INSTRUCTIONS FOR THE TASK
Reproduce the records from the line containing "For the benchmark, indicate the white roof" down to the line containing "point(315, 73)", with "stripe" changed to "band" and nothing else altered. Leave the pictures out.

SUPPLIED RECORDS

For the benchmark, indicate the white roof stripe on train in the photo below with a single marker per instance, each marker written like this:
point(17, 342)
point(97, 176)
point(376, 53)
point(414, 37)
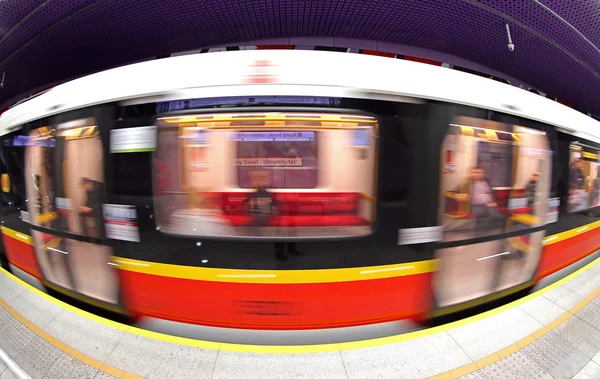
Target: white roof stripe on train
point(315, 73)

* * *

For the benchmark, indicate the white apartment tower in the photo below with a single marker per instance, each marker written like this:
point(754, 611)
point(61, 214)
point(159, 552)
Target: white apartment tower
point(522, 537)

* * *

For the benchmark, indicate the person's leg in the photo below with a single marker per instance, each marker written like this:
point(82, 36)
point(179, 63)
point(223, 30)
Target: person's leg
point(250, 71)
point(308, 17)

SOLUTION FOR THIS EXERCISE
For the benchmark, indicate the white roof band on train in the photo below with a single marker per instance, each marker written like this:
point(17, 342)
point(97, 176)
point(376, 53)
point(414, 37)
Target: white roof band on train
point(315, 73)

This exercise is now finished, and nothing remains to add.